* Aim *
How many lines in the records below contain the string "category", matching case exactly? Reply with the number only.
^^^^^^^^
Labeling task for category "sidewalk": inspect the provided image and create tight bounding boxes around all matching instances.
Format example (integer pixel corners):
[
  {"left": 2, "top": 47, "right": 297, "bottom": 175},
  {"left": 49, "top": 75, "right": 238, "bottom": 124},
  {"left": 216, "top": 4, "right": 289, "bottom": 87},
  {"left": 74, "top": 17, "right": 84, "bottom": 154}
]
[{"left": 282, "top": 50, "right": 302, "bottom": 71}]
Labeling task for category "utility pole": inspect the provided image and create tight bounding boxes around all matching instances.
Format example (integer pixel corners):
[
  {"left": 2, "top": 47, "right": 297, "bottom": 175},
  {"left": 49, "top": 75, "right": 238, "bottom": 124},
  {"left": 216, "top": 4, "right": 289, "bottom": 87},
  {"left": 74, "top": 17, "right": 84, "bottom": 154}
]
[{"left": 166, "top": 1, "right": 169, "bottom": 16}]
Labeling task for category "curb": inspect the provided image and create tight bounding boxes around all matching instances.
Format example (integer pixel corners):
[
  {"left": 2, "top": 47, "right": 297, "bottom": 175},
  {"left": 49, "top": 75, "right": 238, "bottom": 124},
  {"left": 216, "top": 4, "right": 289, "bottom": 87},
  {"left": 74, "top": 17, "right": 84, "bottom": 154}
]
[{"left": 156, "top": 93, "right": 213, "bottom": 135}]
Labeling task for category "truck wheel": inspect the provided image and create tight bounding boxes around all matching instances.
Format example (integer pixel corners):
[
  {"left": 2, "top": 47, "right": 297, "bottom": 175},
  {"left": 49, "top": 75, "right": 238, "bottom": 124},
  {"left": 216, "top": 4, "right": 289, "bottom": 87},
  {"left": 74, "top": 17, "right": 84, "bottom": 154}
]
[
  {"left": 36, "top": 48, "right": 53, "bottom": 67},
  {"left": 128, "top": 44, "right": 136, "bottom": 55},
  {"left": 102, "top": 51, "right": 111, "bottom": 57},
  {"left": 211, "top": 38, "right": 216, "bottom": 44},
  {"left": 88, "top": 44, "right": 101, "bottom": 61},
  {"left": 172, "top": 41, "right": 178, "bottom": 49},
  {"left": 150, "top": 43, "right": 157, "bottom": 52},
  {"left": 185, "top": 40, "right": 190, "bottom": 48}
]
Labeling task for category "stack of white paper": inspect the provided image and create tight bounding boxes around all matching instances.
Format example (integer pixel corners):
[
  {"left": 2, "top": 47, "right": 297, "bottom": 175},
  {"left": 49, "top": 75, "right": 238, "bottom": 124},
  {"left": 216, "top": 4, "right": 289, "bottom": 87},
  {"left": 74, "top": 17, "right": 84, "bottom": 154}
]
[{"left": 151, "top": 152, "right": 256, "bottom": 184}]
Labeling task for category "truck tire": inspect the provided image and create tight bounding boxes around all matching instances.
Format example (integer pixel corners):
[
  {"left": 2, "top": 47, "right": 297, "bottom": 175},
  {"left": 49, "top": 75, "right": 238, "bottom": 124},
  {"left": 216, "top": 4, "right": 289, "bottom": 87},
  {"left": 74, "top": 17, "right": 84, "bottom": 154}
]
^^^^^^^^
* Solution below *
6